▸ SET OF TASKS
1 > In the blog excerpt about online privacy, Microsoft's Clippy, and website ads, what did Microsoft workers turn Clippy into?
2 > Carry on the blog excerpt about online privacy, Microsoft's Clippy, and website ads from its last line.

As someone who is both prolific online but also somewhat circumspect about what information I post, I 100% endorse this post about being mindful of the privacy of others.
Apparently young people in China really, really likes taking selfies.
As with a lot of these sorts of articles (see also: every English-language article ever written ever about Japan), this should be read less in the context of “lawlz China so wild!” and more in the context of, “What is this outsider-perspective on China actually saying about something we don’t want to examine too closely in ourselves?”
(Also: the whole “it being rude to publicly post photos of your friends without first ensuring they look good” is a cultural trend I can 1000% get behind…)
Microsoft’s April Fools’ Day ban comes just as the company resurrected its Clippy Office assistant before killing it off a day later. Microsoft workers transformed the paperclip into an animated pack of stickers for the company’s Teams chat software, but a source tells The Verge that the “brand police” inside the company shut it down a day later.
Tom Warren on nofun.
Say what you will about corporate April Fools’ jokes,1 but the line, “We focus-tested this and our metrics say it doesn’t play well with the news cycle so don’t do it” is just the most… Like, whatever the opposite of mandofun is, this is that.
If an advertiser’s primary goal is to get their ad in front of people and the cost of the ad rises the more that it can be proved someone saw the ad, website makers have a strong incentive to serve ads that cover content, block content, prevent access to content temporarily, etc. Many ad-funded websites feel like they have to make a some pretty hard calculations: how much can they piss users off in order to make enough money to survive, without scaring users off completely.
I, as a web user, do not at all think many websites have calculated well. But a weird thing about the web is that because a lot of information is discovered via search engines, as long as websites can play the SEO game they will continue getting a large volume of users, and as long as those users stay on the site long enough to get some ad impressions, the site stays afloat. That is to say, even though users are pissed off at the design of the sites, the site still generates traffic because search engines are looking at the content, not the experience.
Winston Hearn on trade-offs.

▸ PROVIDED RECORDS
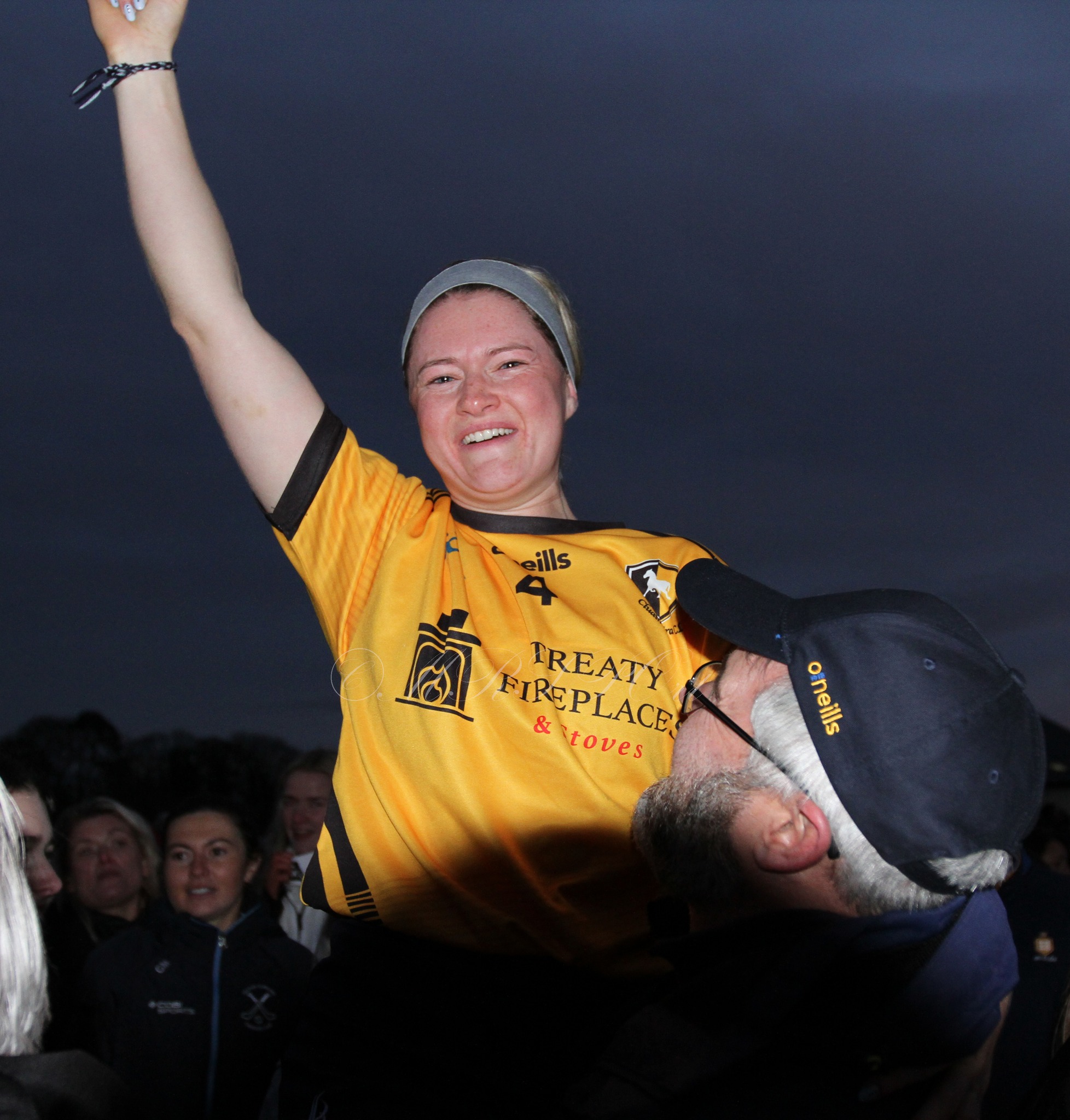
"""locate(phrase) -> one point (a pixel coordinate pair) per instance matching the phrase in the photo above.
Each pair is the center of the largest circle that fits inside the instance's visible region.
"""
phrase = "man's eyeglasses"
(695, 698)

▸ TASK ANSWERS
1 > An animated pack of stickers for the company's Teams chat software.

2 >
Advertising is, hands down, the worst thing to ever happen to the web and that is a hot take I will die on…
On the birth and death of the semantic web.
I confess I… was kinda into the semantic web. Back In The Day, when I used a homebrew system rather than WordPress, my entire blog was even rendered in XML, styled for display to humans via XSLT transformation.1 This was back in the XHTML heyday. I always hated XHTML—it’s basically the worst of both HTML and XML and I’m glad it “lost” the standards wars—but I liked the clean separation of data and presentation as represented by the XML/XSLT combo.2
It had, of course, some obvious downsides, the main one being that it would crap itself and fail if it encountered even slightly malformed data (as opposed to HTML, which is endlessly fault tolerant). It was also very easy to machine-parse, which is both good in the sense of interoperability but, conversely, also bad in the sense of interoperability, depending on your stance on content silos, web scraping, and plagiarism.
Still. It was neat, and clean, and I do kinda miss it. Modern “alternatives” like microformats and JSON whatevers and and such and so on always seem like… pale and compromised imitations.
- A technique I stole off the then World of Warcraft website, which implemented this, as I discovered when I once tried to view-source in order to steal graphic elements for my guild site. [↩]
- I even implemented it in a commercial project that required different format outputs for data. It was a pain to make the underlying framework actually do what I wanted, but once I’d done that, it was way easier to just write new transform stylesheets for, say, Word-versus-Excel-versus-browser output. [↩]
Every time I read an article like this, I’m reminded that, had the internet been like it currently is when I was fifteen, I never would’ve made my Baby’s First Website, thus never would’ve gotten into computers or technology.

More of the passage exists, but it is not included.